▶ [What is expected] How many lines in the entries below contain the string "white"? Matching is case-sensitive; reply with the number alone.

▶ [Records provided]
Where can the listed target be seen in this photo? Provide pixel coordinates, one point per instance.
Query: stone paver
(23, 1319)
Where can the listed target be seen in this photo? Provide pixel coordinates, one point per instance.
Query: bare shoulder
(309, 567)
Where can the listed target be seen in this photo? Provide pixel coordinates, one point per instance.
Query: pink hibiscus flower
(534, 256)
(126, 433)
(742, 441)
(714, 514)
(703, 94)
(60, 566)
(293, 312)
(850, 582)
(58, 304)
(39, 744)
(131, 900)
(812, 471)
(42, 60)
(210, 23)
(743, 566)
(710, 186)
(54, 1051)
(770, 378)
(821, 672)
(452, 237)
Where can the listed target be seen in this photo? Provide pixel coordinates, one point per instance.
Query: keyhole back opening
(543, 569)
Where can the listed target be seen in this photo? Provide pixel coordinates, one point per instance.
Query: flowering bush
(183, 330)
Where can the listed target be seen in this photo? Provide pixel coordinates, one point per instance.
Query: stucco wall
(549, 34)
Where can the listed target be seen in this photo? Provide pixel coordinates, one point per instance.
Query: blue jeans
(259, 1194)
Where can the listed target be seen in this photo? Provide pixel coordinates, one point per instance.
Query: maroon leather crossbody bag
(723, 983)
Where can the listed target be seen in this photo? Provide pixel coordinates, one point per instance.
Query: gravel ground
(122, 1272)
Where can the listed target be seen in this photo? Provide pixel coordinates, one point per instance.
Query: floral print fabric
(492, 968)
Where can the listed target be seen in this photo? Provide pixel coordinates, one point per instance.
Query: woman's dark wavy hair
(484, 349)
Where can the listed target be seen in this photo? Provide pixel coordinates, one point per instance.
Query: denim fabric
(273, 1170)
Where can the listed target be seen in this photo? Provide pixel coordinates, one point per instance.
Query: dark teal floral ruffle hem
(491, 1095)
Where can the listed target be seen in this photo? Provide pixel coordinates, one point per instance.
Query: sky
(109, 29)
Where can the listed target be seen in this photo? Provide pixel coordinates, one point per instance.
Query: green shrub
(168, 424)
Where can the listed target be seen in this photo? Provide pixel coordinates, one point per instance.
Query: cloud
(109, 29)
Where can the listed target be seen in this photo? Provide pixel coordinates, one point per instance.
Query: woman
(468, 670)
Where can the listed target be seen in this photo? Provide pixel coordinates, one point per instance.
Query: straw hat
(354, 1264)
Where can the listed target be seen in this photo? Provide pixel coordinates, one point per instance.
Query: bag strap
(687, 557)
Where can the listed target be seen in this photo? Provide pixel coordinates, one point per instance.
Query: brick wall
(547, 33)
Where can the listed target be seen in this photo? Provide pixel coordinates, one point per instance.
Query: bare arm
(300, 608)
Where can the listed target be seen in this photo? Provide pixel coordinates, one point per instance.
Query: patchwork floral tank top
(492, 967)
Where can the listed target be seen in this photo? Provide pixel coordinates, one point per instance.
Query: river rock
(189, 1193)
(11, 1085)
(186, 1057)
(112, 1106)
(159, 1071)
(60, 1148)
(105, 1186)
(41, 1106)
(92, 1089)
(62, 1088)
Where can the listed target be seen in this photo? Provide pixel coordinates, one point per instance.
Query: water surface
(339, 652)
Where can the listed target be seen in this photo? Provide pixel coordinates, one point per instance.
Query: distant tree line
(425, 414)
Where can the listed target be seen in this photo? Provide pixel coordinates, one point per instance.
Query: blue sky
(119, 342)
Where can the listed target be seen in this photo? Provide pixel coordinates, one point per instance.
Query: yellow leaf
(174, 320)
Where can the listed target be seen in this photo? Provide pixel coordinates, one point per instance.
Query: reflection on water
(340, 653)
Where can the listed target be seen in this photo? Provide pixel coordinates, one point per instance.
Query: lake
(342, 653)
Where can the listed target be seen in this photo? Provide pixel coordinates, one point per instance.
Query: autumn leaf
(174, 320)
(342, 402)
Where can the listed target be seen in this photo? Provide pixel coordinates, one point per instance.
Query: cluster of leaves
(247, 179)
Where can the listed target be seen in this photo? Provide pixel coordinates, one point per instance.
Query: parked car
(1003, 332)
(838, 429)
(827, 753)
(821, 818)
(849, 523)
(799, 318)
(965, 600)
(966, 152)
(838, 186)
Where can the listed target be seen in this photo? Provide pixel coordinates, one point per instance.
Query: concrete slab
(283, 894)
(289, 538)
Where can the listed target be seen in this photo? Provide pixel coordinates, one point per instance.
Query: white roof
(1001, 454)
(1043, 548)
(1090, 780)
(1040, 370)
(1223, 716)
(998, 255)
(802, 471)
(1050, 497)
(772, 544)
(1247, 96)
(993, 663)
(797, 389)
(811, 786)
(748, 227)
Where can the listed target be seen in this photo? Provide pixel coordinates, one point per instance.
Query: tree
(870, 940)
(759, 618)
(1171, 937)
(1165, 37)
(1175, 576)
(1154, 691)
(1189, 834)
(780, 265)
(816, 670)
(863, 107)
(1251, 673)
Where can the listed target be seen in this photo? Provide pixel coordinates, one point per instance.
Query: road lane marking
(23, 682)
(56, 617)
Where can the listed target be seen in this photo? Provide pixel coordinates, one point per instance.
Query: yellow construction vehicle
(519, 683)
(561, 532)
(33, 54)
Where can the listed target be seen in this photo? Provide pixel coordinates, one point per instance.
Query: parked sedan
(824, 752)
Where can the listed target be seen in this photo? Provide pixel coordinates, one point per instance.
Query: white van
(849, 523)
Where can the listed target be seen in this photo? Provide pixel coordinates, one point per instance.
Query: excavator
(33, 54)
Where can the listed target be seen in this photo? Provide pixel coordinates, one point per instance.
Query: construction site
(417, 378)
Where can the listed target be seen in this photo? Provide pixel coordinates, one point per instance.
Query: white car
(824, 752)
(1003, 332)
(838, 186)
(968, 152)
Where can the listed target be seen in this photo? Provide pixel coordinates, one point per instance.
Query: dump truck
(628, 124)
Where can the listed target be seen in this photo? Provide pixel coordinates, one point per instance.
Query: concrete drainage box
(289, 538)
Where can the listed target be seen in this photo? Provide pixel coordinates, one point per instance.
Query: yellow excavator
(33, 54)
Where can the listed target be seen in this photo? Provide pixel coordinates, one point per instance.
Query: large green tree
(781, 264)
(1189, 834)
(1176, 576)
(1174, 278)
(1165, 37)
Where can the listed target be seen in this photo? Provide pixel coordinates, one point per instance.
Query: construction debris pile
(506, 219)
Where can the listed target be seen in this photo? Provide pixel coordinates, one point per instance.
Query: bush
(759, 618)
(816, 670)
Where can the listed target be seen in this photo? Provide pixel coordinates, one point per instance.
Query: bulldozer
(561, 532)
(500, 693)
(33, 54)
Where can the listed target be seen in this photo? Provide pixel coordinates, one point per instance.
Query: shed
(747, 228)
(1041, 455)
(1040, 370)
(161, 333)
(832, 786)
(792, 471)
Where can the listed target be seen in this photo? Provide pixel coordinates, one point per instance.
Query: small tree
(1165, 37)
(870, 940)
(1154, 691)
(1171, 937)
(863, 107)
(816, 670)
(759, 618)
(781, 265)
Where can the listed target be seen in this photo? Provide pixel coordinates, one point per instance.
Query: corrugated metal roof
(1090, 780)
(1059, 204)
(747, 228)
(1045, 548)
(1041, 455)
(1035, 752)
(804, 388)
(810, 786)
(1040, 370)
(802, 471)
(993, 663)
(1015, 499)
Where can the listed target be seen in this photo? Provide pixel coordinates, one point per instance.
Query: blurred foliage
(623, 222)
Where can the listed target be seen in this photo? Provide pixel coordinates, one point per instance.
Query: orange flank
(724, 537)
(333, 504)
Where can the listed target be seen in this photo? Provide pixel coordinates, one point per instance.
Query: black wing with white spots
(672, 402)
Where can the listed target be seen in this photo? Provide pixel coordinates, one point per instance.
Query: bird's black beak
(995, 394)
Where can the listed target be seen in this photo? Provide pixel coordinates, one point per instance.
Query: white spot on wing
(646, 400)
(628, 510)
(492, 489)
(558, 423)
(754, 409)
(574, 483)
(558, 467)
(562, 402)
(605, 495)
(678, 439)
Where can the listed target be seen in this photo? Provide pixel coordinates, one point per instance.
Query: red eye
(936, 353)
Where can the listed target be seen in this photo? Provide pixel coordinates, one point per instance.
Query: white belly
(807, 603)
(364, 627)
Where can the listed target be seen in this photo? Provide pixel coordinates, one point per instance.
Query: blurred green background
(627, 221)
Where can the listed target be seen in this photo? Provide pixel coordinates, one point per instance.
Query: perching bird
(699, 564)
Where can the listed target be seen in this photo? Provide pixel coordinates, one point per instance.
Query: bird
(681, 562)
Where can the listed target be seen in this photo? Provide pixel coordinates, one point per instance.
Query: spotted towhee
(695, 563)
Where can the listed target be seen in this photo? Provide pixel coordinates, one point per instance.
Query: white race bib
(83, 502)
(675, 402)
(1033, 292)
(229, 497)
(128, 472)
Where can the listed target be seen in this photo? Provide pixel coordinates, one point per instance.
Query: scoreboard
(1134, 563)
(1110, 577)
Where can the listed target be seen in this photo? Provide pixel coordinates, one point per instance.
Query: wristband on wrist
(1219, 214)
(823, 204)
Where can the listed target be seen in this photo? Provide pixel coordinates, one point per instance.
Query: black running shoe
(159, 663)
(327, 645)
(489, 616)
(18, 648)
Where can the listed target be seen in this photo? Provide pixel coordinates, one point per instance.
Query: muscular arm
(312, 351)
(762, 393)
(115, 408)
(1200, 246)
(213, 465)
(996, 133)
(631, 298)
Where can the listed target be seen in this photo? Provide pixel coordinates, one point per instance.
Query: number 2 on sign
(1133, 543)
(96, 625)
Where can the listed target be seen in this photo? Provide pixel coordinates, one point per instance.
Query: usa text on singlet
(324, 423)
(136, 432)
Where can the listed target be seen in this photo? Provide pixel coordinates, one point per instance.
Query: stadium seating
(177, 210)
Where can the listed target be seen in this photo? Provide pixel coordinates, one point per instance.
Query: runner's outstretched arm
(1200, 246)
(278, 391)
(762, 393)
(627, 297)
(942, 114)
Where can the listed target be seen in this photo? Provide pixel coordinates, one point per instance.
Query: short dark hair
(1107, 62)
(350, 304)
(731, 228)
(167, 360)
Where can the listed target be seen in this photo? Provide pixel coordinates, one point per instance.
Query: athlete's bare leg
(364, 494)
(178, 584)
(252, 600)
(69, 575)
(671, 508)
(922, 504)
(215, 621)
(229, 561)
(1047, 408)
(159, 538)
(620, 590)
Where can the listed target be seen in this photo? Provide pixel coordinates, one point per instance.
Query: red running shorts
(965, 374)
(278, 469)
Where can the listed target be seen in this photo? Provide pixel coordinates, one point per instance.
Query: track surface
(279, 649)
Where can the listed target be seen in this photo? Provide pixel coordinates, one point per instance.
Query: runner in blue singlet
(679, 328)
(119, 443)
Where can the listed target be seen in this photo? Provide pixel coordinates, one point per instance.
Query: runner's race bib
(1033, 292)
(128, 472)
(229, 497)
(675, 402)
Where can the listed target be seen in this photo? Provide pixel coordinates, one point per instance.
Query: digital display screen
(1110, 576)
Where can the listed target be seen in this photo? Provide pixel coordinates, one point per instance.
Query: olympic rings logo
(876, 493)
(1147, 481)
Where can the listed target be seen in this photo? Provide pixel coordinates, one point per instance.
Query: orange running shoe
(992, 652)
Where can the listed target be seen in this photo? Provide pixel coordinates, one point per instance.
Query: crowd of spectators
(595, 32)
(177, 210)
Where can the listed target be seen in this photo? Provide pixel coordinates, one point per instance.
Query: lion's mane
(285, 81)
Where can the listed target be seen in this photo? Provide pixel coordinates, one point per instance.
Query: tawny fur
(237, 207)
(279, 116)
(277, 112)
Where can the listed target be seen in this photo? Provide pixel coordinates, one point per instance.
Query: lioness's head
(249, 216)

▶ [Output for this exercise] 7